Matrakçı Nasuh Paris Konferansı

 

1756’da Venedik’te basılan“Slav Şarkıları” isimli kitabın yazarı Andrija Kacic-Miosic

Bu şarkıları herkes beğenmeyebilir; çünkü hepsi birbirine benzer, hepsinde aynı sözler vardır; kahraman, şövalye, atlı, kürek mahkumu, kılıç, pala, mızrak Kraljevic, Kobilic, Zdrinovic, boyunluk, madalyon, kararname, uçurulan kelleler, kaçırılan esirler vb. Onları beğenenler bu şarkıları söylesin, beğenmeyenler uyusun” der.

 

Uzun yüzyıllar boyunca bizim coğrafyamızdaki insanlar ya şarkı söylediler, ya uyudular, ya da büyük bir rehavet içinde yaşadılar. Bu rehavet içinde, gelişen ve büyüyen dünyayı anlayamadık, çevremizde neler oluyor, doğrusu bizi çok da ilgilendirmedi. Böylesi bir rahatlık duygusu çevresi ile ilgilenmeyenlerin, yapacak çok da bir şeyleri olmayanların sığınağıdır. Rehavet bizi çevremizde gelişen olaylardan soyutlar, insanlığın ilerlemesi, çağın gerekleri bizi ilgilendirmez. Dünya ile ilgimiz alakamız kaybolur, içimize dönük bir yaşantı bizi sarar sarmalar. Evrensel rekabetin dışında, kendi dünyamızda yaşar oluruz, günlük olaylar, kısır çekişmeler, dedikodu yaşantımızı sınırlar. Geçmişe bağlılık duygusu, gelecek yaratma kaygısı yok olur. Geçmişi ve geleceği düşünmeden günler sıradan bir şekilde geçer, hayat çekilmez hal alır.

============

**İstenen Görev**
Matrakçı Nasuh konferans metnini, son cümlesinden sonra gelecek bölümü yazarak sürdürün. Aşağıdaki öğeler, metinden bağımsız ayrı bir malzemedir.

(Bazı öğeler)
============

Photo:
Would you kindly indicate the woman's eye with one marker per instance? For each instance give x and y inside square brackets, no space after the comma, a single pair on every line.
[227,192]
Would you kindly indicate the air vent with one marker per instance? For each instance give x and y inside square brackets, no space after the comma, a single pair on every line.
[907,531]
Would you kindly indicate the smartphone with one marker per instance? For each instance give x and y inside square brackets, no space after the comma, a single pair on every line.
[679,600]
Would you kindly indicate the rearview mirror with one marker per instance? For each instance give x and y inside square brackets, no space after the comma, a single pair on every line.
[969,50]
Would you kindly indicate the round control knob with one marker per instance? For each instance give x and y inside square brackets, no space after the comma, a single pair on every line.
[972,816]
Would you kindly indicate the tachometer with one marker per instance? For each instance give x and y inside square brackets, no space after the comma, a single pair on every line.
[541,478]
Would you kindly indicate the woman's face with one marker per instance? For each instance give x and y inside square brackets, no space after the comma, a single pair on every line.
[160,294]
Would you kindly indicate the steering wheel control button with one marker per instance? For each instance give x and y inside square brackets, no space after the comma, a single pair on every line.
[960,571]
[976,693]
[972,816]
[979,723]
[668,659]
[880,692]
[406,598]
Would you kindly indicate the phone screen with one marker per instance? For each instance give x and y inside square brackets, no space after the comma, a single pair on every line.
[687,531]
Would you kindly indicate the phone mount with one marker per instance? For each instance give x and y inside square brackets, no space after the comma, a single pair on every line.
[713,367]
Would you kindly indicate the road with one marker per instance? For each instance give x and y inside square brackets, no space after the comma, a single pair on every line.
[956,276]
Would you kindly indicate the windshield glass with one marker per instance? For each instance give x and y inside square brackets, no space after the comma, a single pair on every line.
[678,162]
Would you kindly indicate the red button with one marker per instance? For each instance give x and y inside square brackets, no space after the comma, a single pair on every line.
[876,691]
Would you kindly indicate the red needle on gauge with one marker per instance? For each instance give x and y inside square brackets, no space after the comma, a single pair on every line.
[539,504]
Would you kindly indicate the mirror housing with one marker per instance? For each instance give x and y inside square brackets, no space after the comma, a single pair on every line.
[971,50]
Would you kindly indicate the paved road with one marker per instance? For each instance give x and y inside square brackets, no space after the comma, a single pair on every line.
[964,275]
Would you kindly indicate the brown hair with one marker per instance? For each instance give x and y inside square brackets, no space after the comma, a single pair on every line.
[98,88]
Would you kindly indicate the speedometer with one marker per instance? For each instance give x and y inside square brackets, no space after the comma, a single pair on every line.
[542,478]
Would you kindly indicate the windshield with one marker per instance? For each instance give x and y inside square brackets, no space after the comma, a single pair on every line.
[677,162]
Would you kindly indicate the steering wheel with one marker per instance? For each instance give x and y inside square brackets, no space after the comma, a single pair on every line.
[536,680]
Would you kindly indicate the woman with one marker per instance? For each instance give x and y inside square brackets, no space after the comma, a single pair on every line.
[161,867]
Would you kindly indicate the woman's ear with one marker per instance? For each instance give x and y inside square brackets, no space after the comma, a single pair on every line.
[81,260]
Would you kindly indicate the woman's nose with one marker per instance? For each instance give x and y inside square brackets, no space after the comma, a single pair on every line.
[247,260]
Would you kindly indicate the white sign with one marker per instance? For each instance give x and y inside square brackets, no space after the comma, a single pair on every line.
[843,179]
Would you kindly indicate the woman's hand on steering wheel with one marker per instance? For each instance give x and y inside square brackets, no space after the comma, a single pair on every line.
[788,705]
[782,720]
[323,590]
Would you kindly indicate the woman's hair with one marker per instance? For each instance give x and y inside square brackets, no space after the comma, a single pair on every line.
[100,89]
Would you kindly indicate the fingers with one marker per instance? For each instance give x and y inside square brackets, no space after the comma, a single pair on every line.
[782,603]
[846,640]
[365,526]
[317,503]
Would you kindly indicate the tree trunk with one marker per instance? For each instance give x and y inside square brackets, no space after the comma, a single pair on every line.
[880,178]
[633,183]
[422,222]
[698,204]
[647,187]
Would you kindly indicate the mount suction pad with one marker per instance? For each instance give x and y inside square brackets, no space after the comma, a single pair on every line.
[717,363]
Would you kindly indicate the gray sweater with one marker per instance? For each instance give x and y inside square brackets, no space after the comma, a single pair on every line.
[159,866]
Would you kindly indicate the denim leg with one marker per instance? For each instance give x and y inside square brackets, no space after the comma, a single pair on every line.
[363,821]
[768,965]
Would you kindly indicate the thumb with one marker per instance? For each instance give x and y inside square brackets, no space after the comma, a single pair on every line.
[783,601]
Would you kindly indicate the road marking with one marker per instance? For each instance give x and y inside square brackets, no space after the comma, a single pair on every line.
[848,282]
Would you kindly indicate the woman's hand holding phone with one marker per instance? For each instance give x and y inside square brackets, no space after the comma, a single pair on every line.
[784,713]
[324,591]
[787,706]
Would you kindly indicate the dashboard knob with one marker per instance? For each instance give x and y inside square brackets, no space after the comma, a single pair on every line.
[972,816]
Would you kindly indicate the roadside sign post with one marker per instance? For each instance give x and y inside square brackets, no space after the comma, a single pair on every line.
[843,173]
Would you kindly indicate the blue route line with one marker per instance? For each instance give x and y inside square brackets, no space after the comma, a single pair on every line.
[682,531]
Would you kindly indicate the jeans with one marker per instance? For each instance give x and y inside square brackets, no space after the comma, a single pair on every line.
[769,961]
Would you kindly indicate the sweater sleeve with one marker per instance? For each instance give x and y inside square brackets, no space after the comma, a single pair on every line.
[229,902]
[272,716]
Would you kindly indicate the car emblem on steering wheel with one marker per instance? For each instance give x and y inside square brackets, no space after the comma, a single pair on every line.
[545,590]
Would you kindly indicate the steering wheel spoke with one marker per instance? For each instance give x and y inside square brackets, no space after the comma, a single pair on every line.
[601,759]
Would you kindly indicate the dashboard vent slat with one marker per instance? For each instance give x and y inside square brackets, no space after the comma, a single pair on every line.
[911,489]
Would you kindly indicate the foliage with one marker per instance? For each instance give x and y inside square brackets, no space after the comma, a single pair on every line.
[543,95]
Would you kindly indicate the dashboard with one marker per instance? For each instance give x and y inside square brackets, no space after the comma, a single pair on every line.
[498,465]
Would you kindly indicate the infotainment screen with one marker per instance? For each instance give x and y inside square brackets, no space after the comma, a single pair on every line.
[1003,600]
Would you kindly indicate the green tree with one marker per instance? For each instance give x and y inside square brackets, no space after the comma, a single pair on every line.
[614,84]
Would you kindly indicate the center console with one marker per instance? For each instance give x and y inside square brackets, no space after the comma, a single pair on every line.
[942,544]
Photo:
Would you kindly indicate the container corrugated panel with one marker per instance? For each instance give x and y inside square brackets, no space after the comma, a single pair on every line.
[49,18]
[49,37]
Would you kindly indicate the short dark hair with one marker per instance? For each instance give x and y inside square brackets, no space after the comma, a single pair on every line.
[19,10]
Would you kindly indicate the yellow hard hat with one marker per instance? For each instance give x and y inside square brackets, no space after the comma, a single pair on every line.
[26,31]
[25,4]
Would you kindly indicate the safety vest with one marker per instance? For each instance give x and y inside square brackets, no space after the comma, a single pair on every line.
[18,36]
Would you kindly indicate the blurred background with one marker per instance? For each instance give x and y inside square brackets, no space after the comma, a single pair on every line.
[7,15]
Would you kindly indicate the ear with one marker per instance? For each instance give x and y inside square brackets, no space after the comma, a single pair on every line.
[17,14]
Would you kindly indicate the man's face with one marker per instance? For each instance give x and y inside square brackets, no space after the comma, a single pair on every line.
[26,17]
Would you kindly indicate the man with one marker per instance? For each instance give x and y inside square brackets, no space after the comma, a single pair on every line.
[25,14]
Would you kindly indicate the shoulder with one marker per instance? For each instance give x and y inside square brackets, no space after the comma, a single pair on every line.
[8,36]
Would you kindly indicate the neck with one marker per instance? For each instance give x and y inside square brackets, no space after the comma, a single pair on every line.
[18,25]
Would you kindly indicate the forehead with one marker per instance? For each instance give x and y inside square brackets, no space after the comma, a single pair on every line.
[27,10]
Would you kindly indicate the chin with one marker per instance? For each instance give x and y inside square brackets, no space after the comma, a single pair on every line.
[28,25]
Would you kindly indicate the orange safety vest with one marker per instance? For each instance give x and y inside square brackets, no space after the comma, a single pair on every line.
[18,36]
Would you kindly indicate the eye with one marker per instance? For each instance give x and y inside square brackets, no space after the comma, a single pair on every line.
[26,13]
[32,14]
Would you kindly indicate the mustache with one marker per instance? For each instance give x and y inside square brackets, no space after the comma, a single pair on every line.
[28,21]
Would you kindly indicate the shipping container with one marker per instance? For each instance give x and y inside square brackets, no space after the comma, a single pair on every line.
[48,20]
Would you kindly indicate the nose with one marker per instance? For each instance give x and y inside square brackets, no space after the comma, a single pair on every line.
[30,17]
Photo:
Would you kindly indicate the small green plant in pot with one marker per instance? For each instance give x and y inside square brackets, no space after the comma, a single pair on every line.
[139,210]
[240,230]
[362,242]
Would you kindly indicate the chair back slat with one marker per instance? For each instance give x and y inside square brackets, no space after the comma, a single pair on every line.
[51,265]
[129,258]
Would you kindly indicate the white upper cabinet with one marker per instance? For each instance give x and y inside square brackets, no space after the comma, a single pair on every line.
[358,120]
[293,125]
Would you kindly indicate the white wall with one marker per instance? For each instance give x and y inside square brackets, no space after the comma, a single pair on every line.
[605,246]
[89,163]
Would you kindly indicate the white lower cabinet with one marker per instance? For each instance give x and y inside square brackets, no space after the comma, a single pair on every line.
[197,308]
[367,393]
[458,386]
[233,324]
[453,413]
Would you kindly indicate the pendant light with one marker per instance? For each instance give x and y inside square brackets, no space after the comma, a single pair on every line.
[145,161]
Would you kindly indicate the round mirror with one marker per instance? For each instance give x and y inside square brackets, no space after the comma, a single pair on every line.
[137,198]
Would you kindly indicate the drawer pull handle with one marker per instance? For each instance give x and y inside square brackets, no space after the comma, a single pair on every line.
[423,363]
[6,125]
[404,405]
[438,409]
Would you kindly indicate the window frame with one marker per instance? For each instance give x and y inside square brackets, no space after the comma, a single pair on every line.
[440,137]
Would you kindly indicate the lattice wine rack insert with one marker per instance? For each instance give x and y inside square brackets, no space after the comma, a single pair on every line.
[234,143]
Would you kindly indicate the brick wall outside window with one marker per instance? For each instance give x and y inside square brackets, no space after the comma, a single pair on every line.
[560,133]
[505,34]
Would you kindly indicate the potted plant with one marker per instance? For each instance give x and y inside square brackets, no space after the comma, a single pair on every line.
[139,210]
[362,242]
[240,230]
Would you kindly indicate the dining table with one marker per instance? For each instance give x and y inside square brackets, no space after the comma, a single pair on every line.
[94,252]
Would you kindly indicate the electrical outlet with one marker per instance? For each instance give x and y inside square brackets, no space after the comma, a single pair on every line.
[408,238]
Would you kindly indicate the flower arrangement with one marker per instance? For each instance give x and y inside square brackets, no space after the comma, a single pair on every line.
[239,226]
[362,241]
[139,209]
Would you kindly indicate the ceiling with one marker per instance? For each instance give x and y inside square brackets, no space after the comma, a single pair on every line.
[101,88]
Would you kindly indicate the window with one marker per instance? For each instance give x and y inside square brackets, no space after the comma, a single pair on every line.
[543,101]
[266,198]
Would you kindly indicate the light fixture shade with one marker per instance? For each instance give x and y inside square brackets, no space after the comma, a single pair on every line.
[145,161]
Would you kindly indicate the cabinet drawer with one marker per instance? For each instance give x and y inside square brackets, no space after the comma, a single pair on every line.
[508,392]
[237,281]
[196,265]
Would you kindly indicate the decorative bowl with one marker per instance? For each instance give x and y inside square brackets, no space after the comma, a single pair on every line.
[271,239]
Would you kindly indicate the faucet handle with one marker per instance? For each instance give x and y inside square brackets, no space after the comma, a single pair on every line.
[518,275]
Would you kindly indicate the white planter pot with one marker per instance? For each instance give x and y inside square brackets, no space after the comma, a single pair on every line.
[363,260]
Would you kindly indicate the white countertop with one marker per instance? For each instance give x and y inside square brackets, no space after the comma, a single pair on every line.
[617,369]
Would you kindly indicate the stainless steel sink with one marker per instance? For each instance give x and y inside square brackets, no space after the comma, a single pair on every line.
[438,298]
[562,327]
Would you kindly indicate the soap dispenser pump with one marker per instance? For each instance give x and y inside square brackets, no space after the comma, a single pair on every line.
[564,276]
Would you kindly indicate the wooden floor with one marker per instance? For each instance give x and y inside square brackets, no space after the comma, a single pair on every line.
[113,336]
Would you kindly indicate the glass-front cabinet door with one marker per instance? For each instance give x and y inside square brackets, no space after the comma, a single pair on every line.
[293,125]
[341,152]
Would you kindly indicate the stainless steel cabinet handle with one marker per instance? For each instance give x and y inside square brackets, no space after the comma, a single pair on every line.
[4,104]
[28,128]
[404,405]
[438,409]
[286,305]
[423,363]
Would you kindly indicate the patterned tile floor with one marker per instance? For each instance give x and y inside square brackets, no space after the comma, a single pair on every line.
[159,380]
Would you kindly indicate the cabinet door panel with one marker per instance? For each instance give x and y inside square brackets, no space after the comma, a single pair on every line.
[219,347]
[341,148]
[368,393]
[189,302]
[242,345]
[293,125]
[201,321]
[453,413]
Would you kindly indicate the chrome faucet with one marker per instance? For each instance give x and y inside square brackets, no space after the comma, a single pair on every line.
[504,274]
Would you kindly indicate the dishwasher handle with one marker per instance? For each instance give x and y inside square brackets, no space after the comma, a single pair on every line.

============

**Sonuç**
 

Zaman zaman  Halil Cibran’ın bir deyişini hatırlarım:

 

Bir sene önce komşum bana “elemden gayri bir şey olmadığı için hayattan nefret ediyorum” demişti. Dün mezarına uğradım! Hayat kabri üzerinde raks ediyordu.

 

Hayat bütün hızı ile devam etmektedir. İster katılın, ister katılmayın

 

Toplumların varoluşlarının ve güven içinde yaşamalarının vazgeçilmez kaynağı geçmişleridir. Sağlam kurulmuş, yalnızca efsane ve hikâyelerle değil, elle tutulur, gözle görülür birikimlerle oluşmuş bir geçmiş insanlara ve toplumlara gelecekleri için güven verir, onları başarı için diri tutar.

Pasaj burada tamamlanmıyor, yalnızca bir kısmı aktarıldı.